- The request -
Please copy exactly the lines that begin with the one containing "locate: green lawn" and end with the last line of the entries.

- Dataset excerpts -
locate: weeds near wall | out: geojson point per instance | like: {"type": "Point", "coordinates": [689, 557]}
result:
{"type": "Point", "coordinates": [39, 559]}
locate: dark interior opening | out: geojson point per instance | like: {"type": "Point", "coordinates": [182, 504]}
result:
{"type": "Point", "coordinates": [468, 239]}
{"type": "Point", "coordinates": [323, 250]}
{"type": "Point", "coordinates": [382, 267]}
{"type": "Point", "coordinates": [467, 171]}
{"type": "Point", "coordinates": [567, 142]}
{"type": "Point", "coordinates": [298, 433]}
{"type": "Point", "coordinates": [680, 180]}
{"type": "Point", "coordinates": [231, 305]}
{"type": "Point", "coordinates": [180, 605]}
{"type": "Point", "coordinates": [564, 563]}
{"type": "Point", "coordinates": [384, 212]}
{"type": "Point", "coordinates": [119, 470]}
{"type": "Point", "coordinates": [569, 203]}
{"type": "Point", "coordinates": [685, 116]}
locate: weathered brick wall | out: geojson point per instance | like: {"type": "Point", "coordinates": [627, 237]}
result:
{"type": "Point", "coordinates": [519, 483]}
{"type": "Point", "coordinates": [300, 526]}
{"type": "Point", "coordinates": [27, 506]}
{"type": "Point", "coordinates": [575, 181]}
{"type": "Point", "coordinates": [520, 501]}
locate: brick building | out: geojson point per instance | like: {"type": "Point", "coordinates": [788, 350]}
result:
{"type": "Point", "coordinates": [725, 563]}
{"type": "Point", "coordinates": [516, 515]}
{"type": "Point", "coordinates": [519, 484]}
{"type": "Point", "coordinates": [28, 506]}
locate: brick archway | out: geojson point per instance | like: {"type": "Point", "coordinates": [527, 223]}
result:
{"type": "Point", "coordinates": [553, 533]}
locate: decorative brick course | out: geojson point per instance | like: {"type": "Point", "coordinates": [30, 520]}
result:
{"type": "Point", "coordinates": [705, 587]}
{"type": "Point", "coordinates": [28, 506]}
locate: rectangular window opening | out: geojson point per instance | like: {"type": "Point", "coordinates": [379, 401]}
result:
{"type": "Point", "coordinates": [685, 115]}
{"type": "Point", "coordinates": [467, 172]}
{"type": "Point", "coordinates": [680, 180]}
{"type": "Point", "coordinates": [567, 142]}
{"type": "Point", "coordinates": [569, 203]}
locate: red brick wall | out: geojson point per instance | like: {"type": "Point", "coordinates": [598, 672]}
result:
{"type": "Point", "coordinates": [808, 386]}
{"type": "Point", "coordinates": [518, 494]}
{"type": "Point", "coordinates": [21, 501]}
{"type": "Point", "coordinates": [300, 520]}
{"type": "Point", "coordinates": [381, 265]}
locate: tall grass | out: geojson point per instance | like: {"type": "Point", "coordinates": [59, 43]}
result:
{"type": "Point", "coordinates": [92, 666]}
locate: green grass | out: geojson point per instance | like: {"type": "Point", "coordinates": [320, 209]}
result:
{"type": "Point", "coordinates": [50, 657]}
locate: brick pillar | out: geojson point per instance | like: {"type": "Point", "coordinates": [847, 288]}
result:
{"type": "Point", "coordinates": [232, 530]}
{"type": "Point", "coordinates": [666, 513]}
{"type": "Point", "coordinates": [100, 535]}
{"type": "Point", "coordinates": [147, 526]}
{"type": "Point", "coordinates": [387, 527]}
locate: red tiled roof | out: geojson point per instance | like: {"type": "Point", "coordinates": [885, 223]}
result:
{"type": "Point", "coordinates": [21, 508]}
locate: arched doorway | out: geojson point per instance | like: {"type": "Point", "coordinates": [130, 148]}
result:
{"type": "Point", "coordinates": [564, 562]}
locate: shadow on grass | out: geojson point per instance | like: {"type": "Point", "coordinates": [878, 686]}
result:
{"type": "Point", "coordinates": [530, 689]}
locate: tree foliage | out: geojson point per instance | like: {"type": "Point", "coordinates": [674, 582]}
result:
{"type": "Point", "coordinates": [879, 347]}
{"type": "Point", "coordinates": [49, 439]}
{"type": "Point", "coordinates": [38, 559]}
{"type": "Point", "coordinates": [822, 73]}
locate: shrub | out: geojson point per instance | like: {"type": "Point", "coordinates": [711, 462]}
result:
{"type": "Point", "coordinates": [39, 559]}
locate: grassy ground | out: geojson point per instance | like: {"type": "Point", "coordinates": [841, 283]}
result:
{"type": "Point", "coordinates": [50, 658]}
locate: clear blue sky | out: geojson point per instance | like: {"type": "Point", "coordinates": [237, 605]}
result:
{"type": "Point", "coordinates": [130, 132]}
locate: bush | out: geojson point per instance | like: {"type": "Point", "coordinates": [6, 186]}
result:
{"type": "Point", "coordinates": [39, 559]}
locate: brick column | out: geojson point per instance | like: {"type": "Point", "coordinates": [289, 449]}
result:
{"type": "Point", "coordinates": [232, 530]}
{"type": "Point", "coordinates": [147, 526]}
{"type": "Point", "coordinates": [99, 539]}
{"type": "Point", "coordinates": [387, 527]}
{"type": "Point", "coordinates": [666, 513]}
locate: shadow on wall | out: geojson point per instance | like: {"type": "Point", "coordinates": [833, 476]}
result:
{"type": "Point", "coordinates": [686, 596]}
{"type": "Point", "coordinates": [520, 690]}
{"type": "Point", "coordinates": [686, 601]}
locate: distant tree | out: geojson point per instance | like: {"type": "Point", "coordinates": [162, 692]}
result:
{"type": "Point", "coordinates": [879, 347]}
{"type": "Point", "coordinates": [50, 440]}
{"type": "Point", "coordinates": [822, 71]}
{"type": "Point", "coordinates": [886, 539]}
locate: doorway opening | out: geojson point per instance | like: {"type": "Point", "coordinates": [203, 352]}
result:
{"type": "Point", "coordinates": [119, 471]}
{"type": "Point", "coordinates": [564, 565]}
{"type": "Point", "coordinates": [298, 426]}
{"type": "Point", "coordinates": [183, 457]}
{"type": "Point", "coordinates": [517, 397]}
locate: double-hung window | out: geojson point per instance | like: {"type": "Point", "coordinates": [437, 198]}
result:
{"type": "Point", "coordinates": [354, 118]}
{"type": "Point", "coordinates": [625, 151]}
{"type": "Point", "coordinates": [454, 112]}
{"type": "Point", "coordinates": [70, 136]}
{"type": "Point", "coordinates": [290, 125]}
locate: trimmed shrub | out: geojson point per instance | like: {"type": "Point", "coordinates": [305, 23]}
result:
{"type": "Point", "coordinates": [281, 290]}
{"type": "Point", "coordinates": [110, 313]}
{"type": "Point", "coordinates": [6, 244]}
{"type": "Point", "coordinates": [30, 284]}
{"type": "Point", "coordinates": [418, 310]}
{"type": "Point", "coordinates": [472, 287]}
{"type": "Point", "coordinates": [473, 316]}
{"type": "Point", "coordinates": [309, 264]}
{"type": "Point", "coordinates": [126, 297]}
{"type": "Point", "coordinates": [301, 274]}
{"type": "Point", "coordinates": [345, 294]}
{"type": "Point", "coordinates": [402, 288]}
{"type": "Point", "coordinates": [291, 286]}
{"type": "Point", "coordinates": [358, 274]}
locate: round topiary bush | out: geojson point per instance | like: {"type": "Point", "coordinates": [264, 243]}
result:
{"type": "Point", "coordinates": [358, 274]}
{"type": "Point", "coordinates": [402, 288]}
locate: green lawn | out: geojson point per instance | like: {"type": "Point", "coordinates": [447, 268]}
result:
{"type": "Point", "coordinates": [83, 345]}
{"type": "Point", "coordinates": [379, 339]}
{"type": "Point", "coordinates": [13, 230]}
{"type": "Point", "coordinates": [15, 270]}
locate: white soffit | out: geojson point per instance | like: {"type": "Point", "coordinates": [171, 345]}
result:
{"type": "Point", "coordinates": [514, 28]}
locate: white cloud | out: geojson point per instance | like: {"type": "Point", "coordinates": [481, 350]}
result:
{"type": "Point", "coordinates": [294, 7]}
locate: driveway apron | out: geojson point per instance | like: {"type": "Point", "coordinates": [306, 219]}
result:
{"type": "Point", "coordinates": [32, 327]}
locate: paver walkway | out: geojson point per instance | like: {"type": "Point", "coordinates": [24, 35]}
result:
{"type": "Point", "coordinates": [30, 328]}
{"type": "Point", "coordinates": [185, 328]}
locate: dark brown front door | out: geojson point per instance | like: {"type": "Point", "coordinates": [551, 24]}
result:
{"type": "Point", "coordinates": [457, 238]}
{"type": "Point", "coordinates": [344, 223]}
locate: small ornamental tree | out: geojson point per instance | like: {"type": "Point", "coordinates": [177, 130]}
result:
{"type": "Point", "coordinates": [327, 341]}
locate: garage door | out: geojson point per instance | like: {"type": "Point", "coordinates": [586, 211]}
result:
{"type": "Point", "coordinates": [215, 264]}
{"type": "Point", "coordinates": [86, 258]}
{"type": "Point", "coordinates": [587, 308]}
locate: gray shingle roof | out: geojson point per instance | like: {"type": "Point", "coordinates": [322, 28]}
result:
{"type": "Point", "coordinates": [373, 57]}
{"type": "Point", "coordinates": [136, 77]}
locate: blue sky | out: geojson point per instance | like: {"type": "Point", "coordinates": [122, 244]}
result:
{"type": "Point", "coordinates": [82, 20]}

- Reply to the exercise -
locate: green lawn | out: geojson point per instance | like: {"type": "Point", "coordinates": [447, 268]}
result:
{"type": "Point", "coordinates": [83, 345]}
{"type": "Point", "coordinates": [379, 339]}
{"type": "Point", "coordinates": [13, 230]}
{"type": "Point", "coordinates": [15, 270]}
locate: white soffit | out: geojson point per instance | like: {"type": "Point", "coordinates": [171, 345]}
result:
{"type": "Point", "coordinates": [514, 28]}
locate: white cloud | out: geojson point per instance | like: {"type": "Point", "coordinates": [481, 350]}
result:
{"type": "Point", "coordinates": [294, 7]}
locate: driveway apron | out: geojson point per instance | like: {"type": "Point", "coordinates": [306, 219]}
result:
{"type": "Point", "coordinates": [32, 327]}
locate: paver walkway | out: geojson point per instance | like: {"type": "Point", "coordinates": [24, 35]}
result:
{"type": "Point", "coordinates": [30, 328]}
{"type": "Point", "coordinates": [185, 328]}
locate: dark brown front door | out: geojson point per instance | like: {"type": "Point", "coordinates": [551, 24]}
result:
{"type": "Point", "coordinates": [457, 238]}
{"type": "Point", "coordinates": [344, 223]}
locate: small ornamental tree | out: geojson point per instance | like: {"type": "Point", "coordinates": [177, 130]}
result:
{"type": "Point", "coordinates": [327, 341]}
locate: garage door | out: geojson point per instance | like: {"type": "Point", "coordinates": [586, 211]}
result:
{"type": "Point", "coordinates": [215, 264]}
{"type": "Point", "coordinates": [86, 258]}
{"type": "Point", "coordinates": [587, 308]}
locate: gray shingle roof | out: geojson point per instance | like: {"type": "Point", "coordinates": [322, 28]}
result:
{"type": "Point", "coordinates": [373, 57]}
{"type": "Point", "coordinates": [136, 77]}
locate: blue sky | out: geojson point per instance | like: {"type": "Point", "coordinates": [122, 244]}
result:
{"type": "Point", "coordinates": [82, 20]}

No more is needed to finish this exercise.